THE REQUEST:
Reproduce only the lines from the line containing "Where can the black shorts" to the end of the entries below, including both of those lines.

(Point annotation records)

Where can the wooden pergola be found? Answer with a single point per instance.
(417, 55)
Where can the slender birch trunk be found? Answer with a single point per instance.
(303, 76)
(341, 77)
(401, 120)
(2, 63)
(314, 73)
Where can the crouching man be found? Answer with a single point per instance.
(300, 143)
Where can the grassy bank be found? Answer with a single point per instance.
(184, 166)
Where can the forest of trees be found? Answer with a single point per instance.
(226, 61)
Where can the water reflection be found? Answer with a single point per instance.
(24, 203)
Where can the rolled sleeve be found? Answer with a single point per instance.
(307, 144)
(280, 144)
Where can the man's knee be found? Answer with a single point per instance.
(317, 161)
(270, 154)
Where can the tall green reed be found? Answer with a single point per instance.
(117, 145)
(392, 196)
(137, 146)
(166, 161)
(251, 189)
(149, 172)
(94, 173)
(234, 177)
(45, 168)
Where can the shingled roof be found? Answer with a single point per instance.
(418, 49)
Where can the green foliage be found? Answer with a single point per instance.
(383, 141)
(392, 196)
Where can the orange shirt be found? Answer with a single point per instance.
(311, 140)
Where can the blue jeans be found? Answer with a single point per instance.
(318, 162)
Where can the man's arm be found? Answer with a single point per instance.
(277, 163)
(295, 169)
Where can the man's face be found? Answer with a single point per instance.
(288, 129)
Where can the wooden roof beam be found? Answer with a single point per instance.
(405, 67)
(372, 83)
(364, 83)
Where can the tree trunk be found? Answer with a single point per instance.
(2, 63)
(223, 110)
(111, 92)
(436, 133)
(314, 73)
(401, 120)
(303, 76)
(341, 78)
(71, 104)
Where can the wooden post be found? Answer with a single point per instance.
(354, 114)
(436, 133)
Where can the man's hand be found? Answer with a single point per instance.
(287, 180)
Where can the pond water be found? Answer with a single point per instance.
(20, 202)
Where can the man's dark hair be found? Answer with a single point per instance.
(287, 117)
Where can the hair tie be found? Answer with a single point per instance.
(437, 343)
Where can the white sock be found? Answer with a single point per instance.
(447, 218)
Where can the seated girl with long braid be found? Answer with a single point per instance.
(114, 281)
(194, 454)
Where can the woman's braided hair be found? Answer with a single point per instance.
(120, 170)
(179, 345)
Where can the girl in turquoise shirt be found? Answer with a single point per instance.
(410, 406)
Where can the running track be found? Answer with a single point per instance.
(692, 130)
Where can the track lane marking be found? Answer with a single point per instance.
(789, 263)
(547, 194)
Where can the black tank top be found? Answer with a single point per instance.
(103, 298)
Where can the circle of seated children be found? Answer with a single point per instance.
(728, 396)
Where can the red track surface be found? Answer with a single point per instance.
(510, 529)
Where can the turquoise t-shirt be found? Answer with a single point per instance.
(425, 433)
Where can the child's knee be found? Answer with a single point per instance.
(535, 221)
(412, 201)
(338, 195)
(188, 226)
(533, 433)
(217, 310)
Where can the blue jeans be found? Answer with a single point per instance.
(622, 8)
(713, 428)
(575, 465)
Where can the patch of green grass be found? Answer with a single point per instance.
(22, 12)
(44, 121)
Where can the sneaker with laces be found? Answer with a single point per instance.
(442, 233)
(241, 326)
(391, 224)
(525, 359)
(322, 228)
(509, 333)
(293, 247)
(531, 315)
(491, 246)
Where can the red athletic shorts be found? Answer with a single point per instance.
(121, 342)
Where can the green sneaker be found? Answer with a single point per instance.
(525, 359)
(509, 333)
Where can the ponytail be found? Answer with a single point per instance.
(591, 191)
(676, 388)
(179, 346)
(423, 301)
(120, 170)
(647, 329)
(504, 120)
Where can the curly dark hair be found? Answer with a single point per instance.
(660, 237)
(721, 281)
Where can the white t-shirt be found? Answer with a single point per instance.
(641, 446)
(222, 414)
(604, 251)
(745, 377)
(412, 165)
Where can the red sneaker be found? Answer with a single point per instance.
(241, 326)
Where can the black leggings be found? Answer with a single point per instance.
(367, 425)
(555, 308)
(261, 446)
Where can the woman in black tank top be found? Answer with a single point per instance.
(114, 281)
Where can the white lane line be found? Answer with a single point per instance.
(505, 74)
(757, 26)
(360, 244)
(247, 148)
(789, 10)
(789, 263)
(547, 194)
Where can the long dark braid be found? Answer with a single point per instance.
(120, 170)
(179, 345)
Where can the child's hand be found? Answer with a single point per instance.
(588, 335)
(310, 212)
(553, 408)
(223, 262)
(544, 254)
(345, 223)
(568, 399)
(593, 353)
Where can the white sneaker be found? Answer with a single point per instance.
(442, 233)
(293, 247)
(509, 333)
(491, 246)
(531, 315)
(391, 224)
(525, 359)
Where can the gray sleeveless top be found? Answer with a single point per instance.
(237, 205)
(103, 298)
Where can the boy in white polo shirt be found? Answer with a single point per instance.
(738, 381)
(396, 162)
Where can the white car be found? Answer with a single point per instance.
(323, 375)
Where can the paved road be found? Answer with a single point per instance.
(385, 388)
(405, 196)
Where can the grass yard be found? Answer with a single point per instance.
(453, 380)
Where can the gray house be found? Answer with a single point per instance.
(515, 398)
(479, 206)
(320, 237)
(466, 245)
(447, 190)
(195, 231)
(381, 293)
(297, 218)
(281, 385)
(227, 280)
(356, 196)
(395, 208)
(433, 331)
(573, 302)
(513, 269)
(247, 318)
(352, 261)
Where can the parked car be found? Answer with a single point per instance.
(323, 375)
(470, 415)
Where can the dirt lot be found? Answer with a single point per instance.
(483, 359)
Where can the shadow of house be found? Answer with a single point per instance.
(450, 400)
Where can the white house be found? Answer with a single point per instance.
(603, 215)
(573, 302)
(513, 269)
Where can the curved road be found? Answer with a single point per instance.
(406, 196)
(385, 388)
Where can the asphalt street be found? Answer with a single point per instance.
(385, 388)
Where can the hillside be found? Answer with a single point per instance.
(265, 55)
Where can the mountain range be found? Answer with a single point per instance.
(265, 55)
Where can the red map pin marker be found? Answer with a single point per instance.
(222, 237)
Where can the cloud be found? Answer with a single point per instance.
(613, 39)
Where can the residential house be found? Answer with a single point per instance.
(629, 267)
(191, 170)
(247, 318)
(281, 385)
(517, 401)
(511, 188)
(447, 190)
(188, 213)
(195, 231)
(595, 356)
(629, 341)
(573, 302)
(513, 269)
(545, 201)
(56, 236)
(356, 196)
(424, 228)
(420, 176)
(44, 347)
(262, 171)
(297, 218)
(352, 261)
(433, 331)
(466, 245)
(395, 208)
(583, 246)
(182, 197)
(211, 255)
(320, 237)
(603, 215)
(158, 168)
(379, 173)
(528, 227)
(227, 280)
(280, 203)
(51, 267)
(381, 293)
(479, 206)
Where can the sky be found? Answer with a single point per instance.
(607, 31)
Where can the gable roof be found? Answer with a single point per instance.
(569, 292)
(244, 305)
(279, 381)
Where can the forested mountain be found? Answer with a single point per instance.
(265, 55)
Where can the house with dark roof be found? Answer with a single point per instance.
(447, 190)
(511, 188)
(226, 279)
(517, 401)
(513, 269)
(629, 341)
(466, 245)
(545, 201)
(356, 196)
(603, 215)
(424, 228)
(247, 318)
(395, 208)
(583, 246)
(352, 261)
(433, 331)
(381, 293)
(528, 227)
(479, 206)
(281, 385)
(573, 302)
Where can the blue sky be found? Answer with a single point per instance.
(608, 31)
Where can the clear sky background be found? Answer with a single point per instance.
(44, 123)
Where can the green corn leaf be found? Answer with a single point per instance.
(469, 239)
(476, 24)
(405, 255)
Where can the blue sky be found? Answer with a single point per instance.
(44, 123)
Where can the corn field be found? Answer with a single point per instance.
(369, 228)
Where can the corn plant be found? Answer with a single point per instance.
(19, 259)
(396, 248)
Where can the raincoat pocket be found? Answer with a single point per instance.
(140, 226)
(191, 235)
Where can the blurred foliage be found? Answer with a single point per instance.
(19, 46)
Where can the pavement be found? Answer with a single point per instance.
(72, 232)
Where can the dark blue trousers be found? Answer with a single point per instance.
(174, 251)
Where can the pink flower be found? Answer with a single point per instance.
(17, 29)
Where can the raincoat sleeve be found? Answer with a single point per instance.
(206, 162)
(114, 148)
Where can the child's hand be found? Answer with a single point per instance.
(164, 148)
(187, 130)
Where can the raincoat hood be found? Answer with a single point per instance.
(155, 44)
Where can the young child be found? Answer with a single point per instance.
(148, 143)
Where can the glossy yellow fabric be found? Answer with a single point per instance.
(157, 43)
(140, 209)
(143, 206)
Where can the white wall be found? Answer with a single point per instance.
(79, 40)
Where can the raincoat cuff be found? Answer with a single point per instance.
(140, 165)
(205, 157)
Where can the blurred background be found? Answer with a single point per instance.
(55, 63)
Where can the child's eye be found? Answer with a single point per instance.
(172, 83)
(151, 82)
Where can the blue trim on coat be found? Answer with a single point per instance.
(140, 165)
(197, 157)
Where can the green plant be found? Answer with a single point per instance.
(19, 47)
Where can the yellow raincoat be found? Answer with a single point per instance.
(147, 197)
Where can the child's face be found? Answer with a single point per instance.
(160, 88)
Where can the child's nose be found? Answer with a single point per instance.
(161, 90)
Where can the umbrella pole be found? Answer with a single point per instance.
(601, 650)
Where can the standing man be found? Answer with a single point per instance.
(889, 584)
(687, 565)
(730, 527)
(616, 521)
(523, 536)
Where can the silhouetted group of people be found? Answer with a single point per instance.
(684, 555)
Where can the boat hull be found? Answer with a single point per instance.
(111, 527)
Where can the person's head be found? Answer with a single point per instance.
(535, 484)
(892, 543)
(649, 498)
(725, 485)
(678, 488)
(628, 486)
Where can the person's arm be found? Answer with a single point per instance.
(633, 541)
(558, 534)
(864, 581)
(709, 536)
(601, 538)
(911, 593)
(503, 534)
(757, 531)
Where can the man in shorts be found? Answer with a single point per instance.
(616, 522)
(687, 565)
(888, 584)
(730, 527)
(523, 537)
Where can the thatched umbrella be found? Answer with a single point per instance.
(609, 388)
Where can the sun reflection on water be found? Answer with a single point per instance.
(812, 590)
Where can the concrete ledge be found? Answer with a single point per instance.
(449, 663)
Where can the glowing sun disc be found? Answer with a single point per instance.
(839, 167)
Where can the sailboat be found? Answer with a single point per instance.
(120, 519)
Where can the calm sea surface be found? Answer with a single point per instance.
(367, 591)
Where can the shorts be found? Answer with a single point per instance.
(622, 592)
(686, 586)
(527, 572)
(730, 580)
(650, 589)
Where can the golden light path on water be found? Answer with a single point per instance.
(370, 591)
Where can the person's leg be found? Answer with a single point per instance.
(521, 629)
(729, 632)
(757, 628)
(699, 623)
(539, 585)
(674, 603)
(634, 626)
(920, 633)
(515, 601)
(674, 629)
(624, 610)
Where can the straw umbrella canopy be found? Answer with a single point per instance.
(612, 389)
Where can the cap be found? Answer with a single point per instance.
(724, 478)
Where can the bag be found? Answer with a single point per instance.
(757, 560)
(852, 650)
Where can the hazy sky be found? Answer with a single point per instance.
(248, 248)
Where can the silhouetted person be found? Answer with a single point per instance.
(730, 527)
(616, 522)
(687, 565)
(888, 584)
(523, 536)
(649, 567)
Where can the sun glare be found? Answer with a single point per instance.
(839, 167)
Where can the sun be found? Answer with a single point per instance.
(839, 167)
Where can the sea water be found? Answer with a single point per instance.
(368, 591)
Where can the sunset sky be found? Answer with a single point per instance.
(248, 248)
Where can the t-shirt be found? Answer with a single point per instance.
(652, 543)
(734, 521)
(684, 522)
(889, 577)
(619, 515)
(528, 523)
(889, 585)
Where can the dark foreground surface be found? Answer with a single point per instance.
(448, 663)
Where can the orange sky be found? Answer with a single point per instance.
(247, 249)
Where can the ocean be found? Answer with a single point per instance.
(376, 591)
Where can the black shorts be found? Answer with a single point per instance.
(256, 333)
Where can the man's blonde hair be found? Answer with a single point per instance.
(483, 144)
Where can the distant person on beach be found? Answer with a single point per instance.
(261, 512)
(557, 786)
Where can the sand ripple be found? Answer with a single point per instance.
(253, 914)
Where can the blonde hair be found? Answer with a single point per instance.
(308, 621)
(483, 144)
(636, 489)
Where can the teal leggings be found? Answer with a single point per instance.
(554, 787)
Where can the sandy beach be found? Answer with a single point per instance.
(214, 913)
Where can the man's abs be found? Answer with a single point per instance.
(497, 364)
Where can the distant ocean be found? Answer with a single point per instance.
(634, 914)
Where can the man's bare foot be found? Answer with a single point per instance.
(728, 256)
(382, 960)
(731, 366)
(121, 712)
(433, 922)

WORKED SOLUTION:
Where can the black shorts be found? Answer with a single point per instance.
(256, 333)
Where can the man's blonde hair be found? Answer with a single point per instance.
(483, 144)
Where can the distant person on beach be found? Answer with a single point per instance.
(261, 512)
(557, 786)
Where can the sand ripple be found? Answer with a single point per instance.
(253, 914)
Where can the blonde hair be found? Answer with a single point per instance.
(308, 621)
(483, 144)
(636, 489)
Where can the teal leggings be found? Answer with a single point per instance.
(554, 787)
Where can the sandy beach be found? Answer with a single point per instance.
(214, 913)
Where can the man's abs be found? Answer with a single point per instance.
(497, 364)
Where can the distant ocean be found? Answer with a single point per instance.
(634, 914)
Where can the man's bare foot be found? Answer with a single point per instance.
(728, 256)
(382, 960)
(731, 366)
(121, 712)
(433, 922)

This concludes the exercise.